_What you are asked to do_
According to the forum thread below, which rods was the original poster considering when looking to upgrade a 10 wt?
## START Source text
In the end, you will thank yourself that you weren't impulsive and shot first and asked questions later.   

Ted Haas


----------



## ifsteve (Jul 1, 2010)

The OP asked one simple question. He wanted some input on upgrading a 10 wt and looking at a Hardy, Scott, or Loomis NRX. 

Simms hidden in that philosophy diatribe there is a nugget of wisdom. Go try them and get the one that works for you.


----------



## Backwater (Dec 14, 2014)

SkiffinIdaho,

I understand Simms is a 10wt user already.  I'm not trying to brow beat or even attack him as you so eloquently stated.  The 1 piece thing was addressed in a couple of paragraphs.
    
The idea was mainly to speak those who are also looking for 10wt help as well (while reading this thread) and debating weather or not to get one, if they actually need one and then the choices they should consider when purchasing one.  Not too many people will address these issues for their various reasons, hence the the reason for bringing up the issues associated with it.
## END Source text
## START Listing
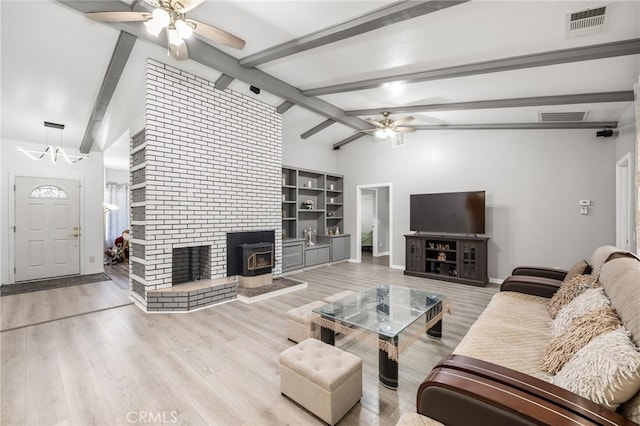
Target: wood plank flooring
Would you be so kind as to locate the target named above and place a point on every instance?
(217, 366)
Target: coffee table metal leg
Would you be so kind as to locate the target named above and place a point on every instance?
(436, 330)
(328, 336)
(388, 368)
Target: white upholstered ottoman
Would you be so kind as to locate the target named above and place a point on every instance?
(322, 378)
(334, 297)
(299, 323)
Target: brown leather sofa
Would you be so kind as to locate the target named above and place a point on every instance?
(467, 390)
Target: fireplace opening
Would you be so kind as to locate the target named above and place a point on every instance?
(264, 241)
(257, 259)
(191, 264)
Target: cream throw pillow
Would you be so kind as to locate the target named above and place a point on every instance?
(606, 370)
(580, 332)
(568, 290)
(590, 300)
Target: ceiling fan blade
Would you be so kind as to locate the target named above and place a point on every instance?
(183, 6)
(153, 3)
(374, 122)
(119, 16)
(403, 120)
(216, 34)
(179, 53)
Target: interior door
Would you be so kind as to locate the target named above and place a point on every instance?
(47, 233)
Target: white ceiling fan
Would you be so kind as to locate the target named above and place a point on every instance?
(171, 15)
(388, 127)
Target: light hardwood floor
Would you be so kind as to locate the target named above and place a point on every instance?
(217, 366)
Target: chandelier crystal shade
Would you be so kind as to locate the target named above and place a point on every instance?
(52, 152)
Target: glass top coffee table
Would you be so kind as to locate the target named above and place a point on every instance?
(385, 310)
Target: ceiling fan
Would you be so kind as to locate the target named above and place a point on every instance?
(171, 15)
(387, 127)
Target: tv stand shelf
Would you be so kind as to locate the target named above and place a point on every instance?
(460, 259)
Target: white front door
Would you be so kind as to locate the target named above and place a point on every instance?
(47, 234)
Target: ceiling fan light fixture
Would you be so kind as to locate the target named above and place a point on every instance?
(174, 37)
(184, 30)
(161, 16)
(153, 27)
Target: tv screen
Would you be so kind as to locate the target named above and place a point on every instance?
(450, 212)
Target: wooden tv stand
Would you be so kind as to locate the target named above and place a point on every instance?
(460, 259)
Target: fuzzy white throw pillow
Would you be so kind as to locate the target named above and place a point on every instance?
(606, 370)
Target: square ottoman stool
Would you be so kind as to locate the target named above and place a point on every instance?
(299, 324)
(322, 378)
(334, 297)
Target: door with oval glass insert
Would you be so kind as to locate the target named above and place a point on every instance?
(47, 235)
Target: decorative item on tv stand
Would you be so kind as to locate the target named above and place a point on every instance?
(308, 234)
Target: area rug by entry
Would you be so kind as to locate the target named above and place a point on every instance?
(26, 287)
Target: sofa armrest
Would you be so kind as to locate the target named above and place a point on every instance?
(540, 271)
(537, 286)
(481, 390)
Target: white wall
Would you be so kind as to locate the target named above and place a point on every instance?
(626, 143)
(90, 174)
(314, 153)
(533, 179)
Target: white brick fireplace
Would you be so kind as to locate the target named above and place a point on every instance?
(208, 163)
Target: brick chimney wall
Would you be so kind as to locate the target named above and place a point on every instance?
(208, 163)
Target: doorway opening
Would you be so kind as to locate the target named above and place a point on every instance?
(47, 228)
(373, 225)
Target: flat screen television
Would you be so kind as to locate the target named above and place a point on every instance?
(448, 212)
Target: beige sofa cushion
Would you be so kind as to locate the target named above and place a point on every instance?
(569, 290)
(513, 332)
(580, 332)
(606, 370)
(620, 280)
(590, 300)
(578, 269)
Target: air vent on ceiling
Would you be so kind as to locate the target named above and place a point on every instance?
(554, 117)
(586, 22)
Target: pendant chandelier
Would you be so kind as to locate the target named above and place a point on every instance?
(53, 152)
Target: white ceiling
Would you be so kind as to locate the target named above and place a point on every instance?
(53, 68)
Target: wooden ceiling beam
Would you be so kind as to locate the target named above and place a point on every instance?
(555, 57)
(118, 61)
(388, 15)
(583, 98)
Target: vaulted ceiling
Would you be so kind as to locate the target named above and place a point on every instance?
(449, 64)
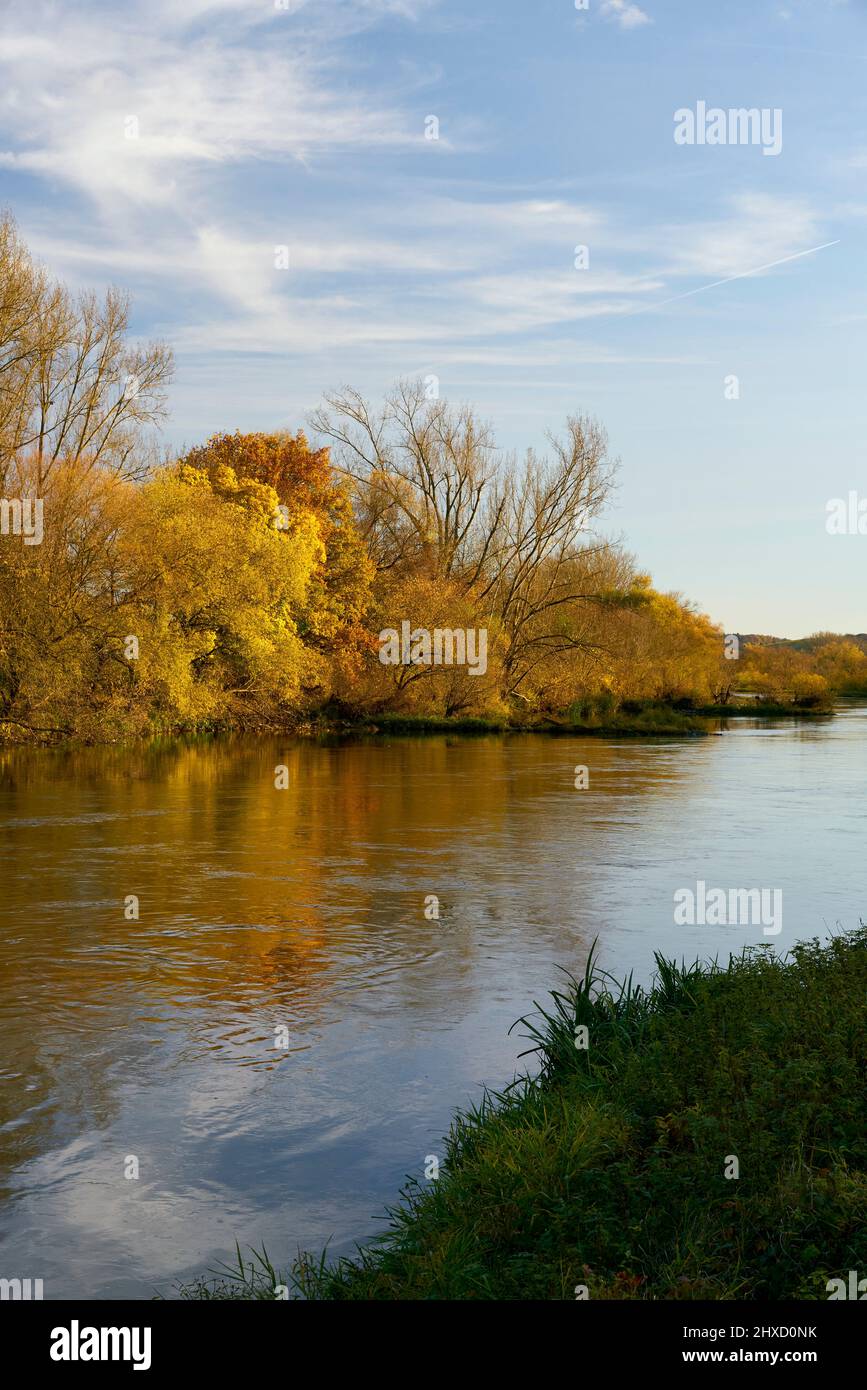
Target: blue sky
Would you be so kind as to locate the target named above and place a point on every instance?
(261, 127)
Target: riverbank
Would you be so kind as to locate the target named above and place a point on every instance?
(709, 1141)
(589, 716)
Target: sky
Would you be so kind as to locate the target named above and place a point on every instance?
(307, 193)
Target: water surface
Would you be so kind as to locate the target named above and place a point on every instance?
(304, 911)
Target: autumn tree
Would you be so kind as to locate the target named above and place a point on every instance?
(72, 387)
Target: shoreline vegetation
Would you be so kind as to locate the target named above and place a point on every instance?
(250, 583)
(634, 719)
(709, 1141)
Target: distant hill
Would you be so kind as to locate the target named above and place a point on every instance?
(802, 644)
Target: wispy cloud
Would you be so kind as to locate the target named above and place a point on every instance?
(624, 13)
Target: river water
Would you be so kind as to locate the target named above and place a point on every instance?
(282, 1034)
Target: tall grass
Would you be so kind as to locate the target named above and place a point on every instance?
(607, 1168)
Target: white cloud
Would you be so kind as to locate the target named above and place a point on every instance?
(202, 99)
(624, 13)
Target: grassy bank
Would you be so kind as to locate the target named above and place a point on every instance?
(592, 715)
(609, 1169)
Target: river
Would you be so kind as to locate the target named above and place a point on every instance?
(282, 1033)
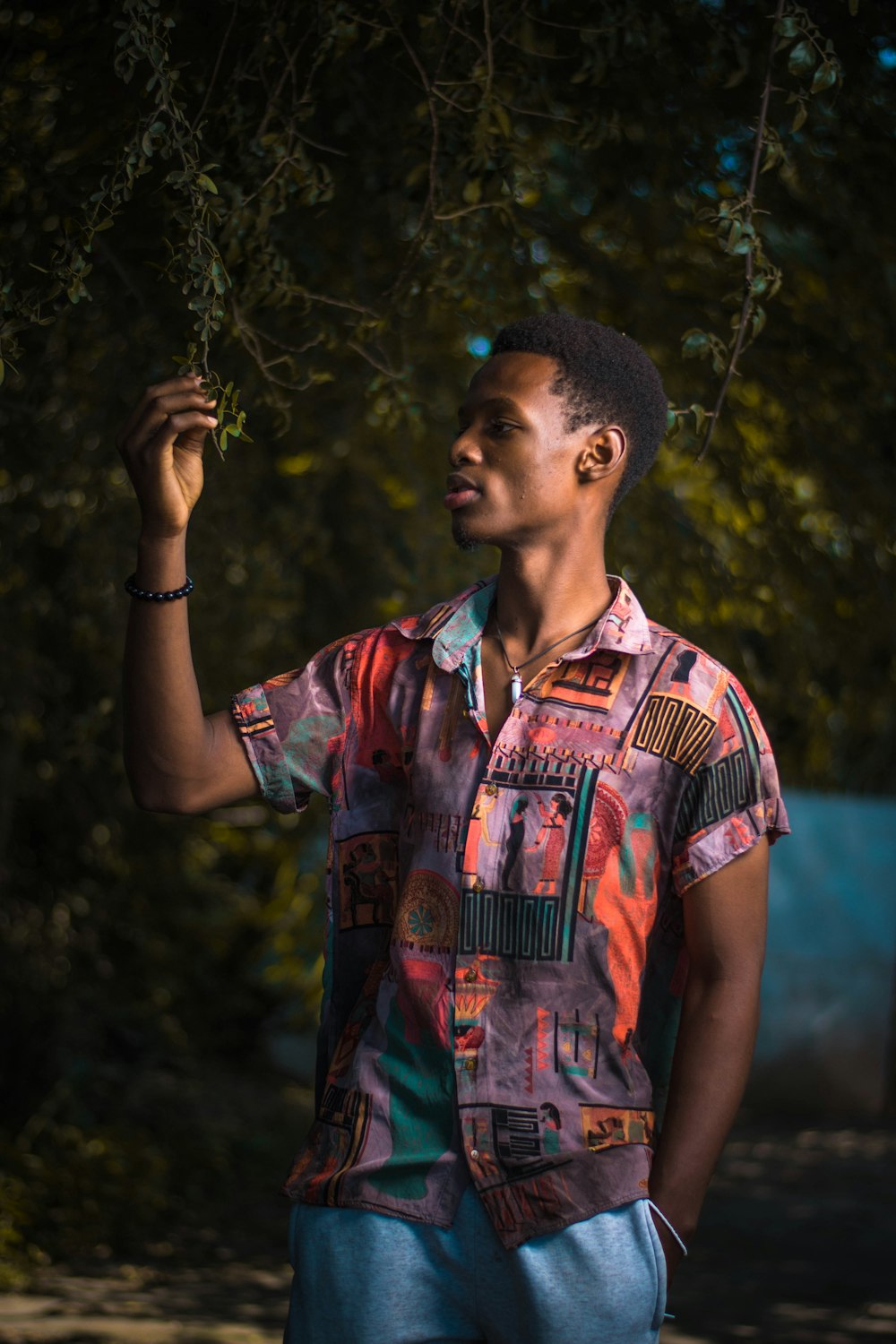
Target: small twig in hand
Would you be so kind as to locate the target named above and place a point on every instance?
(748, 210)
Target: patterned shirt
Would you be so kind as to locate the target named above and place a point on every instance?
(504, 932)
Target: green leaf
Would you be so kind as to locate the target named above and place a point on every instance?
(825, 77)
(503, 120)
(802, 58)
(694, 343)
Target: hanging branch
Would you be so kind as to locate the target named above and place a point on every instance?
(747, 220)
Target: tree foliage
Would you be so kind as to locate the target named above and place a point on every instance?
(330, 207)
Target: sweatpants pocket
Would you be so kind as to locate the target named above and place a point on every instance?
(659, 1255)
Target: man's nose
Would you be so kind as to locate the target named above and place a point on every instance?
(465, 449)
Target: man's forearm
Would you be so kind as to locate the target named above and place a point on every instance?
(710, 1072)
(166, 731)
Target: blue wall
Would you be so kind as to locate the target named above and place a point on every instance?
(828, 989)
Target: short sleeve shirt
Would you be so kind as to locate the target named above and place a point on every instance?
(504, 930)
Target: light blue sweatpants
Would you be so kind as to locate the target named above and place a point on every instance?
(366, 1279)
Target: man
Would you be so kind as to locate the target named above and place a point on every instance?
(501, 1150)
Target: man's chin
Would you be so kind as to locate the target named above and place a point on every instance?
(462, 538)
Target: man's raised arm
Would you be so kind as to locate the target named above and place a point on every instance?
(177, 760)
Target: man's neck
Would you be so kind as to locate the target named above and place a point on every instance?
(547, 591)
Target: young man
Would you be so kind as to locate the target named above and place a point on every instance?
(548, 873)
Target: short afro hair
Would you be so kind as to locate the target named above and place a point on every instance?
(605, 378)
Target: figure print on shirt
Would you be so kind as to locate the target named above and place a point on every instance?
(551, 835)
(509, 875)
(367, 879)
(477, 832)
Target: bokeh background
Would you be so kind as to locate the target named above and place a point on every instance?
(332, 207)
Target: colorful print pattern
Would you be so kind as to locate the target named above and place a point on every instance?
(504, 937)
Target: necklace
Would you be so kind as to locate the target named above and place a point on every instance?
(516, 680)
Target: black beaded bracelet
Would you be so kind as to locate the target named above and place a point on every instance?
(131, 588)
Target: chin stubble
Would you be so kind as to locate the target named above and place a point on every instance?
(462, 538)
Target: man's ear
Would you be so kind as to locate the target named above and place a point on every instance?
(602, 454)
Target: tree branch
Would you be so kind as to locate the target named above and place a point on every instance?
(751, 193)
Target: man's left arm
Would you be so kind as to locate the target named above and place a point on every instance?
(724, 918)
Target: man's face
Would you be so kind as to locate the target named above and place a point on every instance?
(513, 475)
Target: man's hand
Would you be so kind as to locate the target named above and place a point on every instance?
(161, 445)
(724, 917)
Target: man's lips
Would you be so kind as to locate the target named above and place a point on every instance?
(461, 492)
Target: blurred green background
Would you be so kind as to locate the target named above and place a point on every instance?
(346, 202)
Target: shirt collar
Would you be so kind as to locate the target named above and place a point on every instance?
(455, 625)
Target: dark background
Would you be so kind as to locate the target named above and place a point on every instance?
(338, 206)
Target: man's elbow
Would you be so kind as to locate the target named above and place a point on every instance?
(166, 797)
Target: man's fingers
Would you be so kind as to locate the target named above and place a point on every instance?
(177, 392)
(185, 429)
(163, 410)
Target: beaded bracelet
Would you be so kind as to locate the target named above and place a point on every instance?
(131, 588)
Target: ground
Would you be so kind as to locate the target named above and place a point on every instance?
(796, 1247)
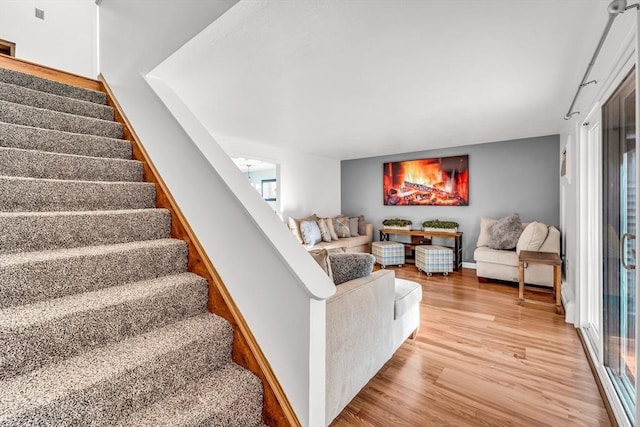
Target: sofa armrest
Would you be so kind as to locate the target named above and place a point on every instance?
(552, 243)
(359, 336)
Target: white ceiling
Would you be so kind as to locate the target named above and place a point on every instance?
(349, 79)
## END Listing
_Response to the exercise_
A Hardy, a Scott, or a Loomis NRX.